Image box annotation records
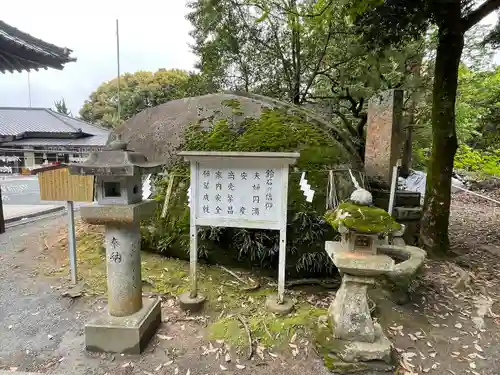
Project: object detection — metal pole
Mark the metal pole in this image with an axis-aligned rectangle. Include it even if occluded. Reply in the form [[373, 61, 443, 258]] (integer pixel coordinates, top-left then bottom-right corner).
[[67, 201, 78, 285], [28, 70, 31, 108], [116, 19, 121, 121]]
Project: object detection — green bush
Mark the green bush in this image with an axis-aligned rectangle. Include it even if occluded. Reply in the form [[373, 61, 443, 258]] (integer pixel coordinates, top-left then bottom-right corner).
[[454, 145, 500, 177], [143, 102, 357, 275]]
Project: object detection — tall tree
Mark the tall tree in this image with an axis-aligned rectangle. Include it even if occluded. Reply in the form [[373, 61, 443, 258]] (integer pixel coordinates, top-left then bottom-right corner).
[[54, 98, 71, 116], [353, 0, 500, 254], [188, 0, 430, 156], [80, 69, 209, 128]]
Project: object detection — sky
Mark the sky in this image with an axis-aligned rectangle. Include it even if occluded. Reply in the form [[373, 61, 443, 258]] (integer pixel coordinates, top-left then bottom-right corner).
[[0, 0, 196, 114], [0, 0, 496, 115]]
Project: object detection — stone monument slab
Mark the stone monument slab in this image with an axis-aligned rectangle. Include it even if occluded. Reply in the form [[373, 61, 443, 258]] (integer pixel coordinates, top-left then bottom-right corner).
[[365, 90, 403, 188]]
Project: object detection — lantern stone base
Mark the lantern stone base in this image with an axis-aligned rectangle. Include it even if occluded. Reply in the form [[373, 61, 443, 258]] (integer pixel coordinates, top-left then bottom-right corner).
[[316, 324, 397, 375], [85, 298, 161, 354], [332, 324, 391, 364]]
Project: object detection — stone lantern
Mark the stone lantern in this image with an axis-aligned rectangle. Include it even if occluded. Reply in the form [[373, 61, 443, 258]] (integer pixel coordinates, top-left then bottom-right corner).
[[69, 140, 161, 354], [320, 188, 426, 369]]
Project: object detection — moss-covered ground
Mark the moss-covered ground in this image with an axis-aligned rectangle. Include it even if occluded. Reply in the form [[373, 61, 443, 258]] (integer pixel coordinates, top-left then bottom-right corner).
[[40, 224, 326, 351]]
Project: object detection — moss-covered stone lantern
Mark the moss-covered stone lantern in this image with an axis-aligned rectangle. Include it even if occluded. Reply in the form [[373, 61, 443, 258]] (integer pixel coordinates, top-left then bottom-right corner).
[[69, 139, 161, 354], [321, 187, 425, 364]]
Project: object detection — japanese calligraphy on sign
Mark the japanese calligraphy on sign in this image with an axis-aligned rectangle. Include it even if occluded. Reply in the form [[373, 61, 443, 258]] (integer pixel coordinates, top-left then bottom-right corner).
[[196, 165, 283, 222], [179, 151, 300, 303]]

▸ **WHAT THE EXERCISE ASKS**:
Convert every line of the records above into a JSON list of strings, one string per line. Skip blank lines and leave the pictures out.

▸ **EXERCISE RESULT**:
[
  "Project: object detection — metal pole",
  "Mark the metal pole in this image with an axis-aligned rectangle. Include it even if occluded. Reply in the form [[373, 61, 443, 258]] (integer pixel coordinates, top-left then bottom-right corner).",
  "[[67, 201, 78, 285], [28, 70, 31, 108], [116, 19, 121, 121]]",
  "Project: object detection — green bush",
  "Mark the green bush in this image with an axis-aligned rectangle. Include it even if occluded. Reply in the form [[373, 61, 443, 258]] (integer pixel coordinates, top-left then bottom-right corner).",
  "[[454, 145, 500, 177], [143, 102, 357, 275]]",
  "Project: object detection — tall tree",
  "Mark the tall tree in this image with an axis-aligned rectangle. Include it even if occluded. Reply in the form [[373, 61, 443, 258]] (integer pixel coordinates, top-left then bottom-right corner).",
  "[[54, 98, 71, 116], [353, 0, 500, 254], [188, 0, 430, 156], [80, 69, 209, 128]]",
  "Project: object detection — sky",
  "Mark the sky in this image with an axis-aligned rectangle. Include it even if occluded. Reply in the form [[373, 61, 443, 258]] (integer pixel coordinates, top-left then bottom-right corner).",
  "[[0, 0, 196, 114], [0, 0, 496, 115]]",
  "Project: object detection — stone monument slab",
  "Mark the stone monument slab in this image with an axis-aligned rectangle. Include it even if occluded. Reply in the form [[373, 61, 443, 258]] (integer pixel coordinates, top-left then bottom-right corner).",
  "[[365, 90, 403, 188]]",
  "Project: object detection — lantern stone base",
  "Mark the lantern stone base in this image with an axis-aligned rectangle. Include it even if occluded. Reply in the form [[373, 61, 443, 258]] (integer pixel coordinates, top-left then bottom-right corner).",
  "[[316, 324, 397, 375], [85, 298, 161, 354], [332, 324, 391, 364]]",
  "Project: object detection — stone lantern",
  "Mark the stone lantern in this image with an axis-aligned rectangle. Include it even if occluded. Reply in the form [[373, 61, 443, 258]] (integer pixel coordinates, top-left then bottom-right corner).",
  "[[69, 140, 161, 354], [320, 188, 426, 369]]",
  "Project: object detection — moss-covered ground",
  "Mark the moss-covered ground in this image with an axis-aligned rectangle. Include it even if occluded. Reply in the form [[373, 61, 443, 258]] (integer pixel coordinates, top-left then bottom-right corner).",
  "[[40, 224, 326, 351]]",
  "Project: object detection — moss-covered stone lantern",
  "Mark the moss-covered stone lantern in this image with an axis-aligned rectangle. Include it even if occluded. Reply in the form [[373, 61, 443, 258]] (integer pixel coordinates, top-left then bottom-right corner).",
  "[[69, 139, 161, 354], [321, 187, 425, 364]]",
  "Project: object detection — japanese calligraphy on sign",
  "Mark the japanese calligraphy on sign in this image with an axis-aligned rectangle. Include it even if occluded. Reply in the form [[373, 61, 443, 258]] (integer pixel coordinates, top-left then bottom-right corner).",
  "[[196, 165, 283, 222], [179, 151, 300, 303]]"
]